▸ КОРОТКОЕ ЗАДАНИЕ A: Сосчитайте строки в записях, где встречается слово «cluster». В ответе напишите только число.

▸ ИСХОДНЫЙ ТЕКСТ:
>>>>>

Замечания Лакретеля, впоследствии повторенные иными словами многими из мемуаристов, были справедливы. Желая придать своим речам больше веса, Робеспьер обретал привычку притягивать за уши доводы для полемики и из ничтожных явлений выводить великие истины. Академия, в лице парламентского советника Меца Редерера, будущего члена Учредительного собрания, присудила Робеспьеру вторую премию в размере 400 ливров, которую он употребил на издание своей работы отдельной брошюрой. Робеспьер явно жаждал лавров не только на адвокатском поприще, но и на поприще изящной словесности. И в общем он своего достиг. 3 декабря 1785 года в «Меркюр де Франс» появилась заметка Лакретеля, целиком посвященная Робеспьеру. Наконец-то честолюбивый аррасский адвокат имел все основания быть довольным: он завоевал себе место под солнцем. Преуспевающий юрист, литератор и философ, он мог спокойно наслаждаться всеми благами жизни. Но, если верить Пруару, из-за желчного характера Робеспьеру были недоступны простые радости бытия. Тем не менее он продолжал развивать бурную академическую активность, печатал отдельными брошюрами собственные выступления и, отзываясь на конкурс, объявленный академией Амьена (1785), написал похвалу Грессе{1} и его шутливой поэме «Вер- Вер». Ни сочинение Робеспьера, ни чье-либо иное из представленных на конкурс успеха не имели. Однако Робеспьер опубликовал и эту свою работу — возможно, потому, что она не только позволяла оценить его способности литератора, но и пускала стрелу в нелюбимого Жаном Жаком, а значит, и Робеспьером, Вольтера: «Эфемерные сочинения Вольтера производят на меня впечатление прекрасного сада, созданного согласно вкусам зажиточного владельца; читая же произведения Грессе, испытываешь сладостное волнение, охватывающее при виде чарующих пейзажей, которые Природа наделила всей имеющейся у нее красотой, и ты восхищаешься ими до глубины души...»

<<<<<

▸ ЗАПИСАННЫЕ ДАННЫЕ:
>>>>>

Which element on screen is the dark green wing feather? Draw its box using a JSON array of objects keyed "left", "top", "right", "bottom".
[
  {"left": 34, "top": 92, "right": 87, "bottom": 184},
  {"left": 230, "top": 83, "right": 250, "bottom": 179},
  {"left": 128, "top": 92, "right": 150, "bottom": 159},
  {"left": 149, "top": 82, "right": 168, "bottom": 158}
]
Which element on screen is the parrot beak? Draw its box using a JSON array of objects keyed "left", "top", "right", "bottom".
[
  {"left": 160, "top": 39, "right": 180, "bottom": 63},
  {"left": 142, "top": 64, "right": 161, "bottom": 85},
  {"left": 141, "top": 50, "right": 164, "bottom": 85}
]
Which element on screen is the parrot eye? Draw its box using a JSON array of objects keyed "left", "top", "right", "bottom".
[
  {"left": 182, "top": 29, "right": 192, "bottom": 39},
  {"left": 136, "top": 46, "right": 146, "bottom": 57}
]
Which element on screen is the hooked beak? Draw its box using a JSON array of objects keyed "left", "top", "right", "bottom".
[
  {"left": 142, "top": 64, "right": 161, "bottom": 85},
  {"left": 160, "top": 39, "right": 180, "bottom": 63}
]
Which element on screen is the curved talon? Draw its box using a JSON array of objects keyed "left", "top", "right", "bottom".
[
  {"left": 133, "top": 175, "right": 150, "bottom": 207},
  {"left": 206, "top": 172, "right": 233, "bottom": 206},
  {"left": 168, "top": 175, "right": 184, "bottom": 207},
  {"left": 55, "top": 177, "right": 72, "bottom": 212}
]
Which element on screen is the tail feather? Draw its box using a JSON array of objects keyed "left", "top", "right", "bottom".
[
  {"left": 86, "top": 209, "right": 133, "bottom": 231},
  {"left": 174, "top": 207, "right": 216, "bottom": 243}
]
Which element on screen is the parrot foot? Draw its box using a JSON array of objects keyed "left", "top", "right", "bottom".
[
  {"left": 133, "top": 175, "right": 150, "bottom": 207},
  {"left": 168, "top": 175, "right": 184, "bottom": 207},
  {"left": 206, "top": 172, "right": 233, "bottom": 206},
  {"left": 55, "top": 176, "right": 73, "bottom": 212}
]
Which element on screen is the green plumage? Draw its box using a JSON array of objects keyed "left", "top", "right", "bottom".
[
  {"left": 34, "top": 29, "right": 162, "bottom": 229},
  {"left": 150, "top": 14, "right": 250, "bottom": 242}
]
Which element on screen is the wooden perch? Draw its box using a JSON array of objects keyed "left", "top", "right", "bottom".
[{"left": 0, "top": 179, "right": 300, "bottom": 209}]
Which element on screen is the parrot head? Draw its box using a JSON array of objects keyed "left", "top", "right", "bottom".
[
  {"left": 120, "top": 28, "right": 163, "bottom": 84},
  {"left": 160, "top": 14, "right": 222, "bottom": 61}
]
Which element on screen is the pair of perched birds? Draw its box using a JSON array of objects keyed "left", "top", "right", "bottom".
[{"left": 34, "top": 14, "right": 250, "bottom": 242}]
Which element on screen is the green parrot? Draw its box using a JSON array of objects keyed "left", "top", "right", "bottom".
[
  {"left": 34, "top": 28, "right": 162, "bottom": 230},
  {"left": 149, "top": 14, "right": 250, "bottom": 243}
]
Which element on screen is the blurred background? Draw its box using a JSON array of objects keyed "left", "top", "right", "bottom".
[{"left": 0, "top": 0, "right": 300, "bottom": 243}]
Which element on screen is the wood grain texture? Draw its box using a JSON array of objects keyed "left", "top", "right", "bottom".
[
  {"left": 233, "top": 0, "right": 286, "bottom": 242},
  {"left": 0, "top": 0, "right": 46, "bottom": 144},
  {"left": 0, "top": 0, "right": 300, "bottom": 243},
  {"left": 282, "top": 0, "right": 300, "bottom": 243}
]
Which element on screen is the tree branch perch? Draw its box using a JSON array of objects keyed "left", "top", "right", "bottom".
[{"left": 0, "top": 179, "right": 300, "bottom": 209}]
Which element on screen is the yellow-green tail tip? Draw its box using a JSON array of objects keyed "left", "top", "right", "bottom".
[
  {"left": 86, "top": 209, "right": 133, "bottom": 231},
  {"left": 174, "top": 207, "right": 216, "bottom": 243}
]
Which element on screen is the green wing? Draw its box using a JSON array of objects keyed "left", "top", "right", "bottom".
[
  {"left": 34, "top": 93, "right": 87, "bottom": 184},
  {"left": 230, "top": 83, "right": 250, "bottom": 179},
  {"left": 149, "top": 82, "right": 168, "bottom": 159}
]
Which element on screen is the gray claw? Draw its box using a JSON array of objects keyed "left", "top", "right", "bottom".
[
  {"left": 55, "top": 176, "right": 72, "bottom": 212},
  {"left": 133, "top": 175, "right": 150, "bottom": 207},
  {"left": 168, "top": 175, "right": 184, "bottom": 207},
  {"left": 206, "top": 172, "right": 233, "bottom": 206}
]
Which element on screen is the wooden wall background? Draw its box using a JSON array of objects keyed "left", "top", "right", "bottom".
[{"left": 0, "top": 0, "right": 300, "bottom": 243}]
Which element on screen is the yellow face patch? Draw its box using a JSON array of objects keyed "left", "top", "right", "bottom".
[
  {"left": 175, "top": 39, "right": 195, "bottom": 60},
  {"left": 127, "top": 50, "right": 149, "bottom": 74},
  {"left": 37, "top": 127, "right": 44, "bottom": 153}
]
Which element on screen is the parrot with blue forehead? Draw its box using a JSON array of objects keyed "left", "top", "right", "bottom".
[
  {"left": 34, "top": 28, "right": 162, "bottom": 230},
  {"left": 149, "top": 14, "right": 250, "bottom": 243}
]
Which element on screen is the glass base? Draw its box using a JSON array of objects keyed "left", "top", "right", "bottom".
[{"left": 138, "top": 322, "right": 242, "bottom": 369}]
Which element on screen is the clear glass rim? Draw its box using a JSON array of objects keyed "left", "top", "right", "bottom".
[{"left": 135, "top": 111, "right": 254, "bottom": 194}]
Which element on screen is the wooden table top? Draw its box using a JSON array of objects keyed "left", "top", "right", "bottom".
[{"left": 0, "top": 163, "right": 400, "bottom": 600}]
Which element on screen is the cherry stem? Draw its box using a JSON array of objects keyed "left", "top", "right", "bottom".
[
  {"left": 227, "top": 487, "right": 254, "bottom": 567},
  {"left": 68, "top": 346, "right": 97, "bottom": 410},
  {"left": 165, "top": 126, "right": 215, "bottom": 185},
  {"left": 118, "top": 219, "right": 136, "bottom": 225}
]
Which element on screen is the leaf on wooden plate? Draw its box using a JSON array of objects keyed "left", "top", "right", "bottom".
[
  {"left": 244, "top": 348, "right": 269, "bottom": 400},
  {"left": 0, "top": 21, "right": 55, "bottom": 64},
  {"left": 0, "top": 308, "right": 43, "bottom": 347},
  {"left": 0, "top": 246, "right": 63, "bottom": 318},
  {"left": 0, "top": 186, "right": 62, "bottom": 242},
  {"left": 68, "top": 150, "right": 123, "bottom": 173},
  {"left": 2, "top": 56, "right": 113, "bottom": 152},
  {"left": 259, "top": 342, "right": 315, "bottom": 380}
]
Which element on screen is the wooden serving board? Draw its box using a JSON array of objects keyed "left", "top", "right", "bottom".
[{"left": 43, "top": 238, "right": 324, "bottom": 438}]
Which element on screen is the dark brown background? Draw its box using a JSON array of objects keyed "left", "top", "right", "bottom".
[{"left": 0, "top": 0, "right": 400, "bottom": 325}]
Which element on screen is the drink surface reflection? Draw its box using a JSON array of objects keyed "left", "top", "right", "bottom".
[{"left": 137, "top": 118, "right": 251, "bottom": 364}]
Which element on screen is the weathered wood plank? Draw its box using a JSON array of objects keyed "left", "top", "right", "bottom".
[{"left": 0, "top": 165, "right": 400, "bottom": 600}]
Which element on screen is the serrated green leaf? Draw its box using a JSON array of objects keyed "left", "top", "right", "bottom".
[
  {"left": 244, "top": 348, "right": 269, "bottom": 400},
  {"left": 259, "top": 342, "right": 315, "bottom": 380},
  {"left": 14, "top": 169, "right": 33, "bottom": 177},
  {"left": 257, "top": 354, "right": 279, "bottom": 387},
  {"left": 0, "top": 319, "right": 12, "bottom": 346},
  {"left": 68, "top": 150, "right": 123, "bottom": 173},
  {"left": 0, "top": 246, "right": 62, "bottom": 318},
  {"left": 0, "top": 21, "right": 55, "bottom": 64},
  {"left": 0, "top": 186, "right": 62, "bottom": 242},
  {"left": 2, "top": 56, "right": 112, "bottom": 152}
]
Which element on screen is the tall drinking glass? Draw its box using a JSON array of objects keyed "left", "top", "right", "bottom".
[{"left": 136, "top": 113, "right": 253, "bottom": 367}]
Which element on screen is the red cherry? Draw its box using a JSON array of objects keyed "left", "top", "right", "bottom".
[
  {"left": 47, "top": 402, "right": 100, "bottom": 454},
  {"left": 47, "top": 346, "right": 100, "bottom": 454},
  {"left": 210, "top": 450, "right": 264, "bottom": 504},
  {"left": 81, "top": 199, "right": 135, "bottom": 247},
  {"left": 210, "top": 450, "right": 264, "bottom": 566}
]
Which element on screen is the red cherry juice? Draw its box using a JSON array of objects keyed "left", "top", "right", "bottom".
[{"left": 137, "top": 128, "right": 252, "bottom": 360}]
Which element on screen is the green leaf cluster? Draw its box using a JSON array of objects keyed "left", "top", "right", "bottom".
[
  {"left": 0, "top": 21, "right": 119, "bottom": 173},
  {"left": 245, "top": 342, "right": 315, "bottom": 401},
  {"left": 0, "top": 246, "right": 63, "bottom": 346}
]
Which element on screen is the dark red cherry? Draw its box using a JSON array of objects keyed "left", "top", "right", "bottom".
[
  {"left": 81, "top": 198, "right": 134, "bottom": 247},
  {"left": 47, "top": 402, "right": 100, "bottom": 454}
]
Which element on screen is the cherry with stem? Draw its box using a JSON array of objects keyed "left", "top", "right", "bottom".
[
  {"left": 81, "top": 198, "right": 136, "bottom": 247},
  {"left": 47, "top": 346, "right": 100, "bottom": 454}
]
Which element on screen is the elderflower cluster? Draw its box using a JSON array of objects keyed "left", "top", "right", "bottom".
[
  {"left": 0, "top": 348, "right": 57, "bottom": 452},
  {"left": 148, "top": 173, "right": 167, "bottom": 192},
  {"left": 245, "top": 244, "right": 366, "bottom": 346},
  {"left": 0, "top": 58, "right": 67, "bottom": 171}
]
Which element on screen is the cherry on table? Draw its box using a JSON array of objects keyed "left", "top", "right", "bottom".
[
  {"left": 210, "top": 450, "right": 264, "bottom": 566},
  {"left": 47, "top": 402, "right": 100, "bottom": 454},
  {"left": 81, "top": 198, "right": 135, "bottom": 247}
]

<<<<<

▸ КОРОТКОЕ ЗАДАНИЕ B: На что, по тексту о Робеспьере, он потратил полученную от академии премию?

▸ ПИСЬМЕННЫЙ ОТВЕТ A: 2

▸ ПИСЬМЕННЫЙ ОТВЕТ B: На издание своей работы отдельной брошюрой.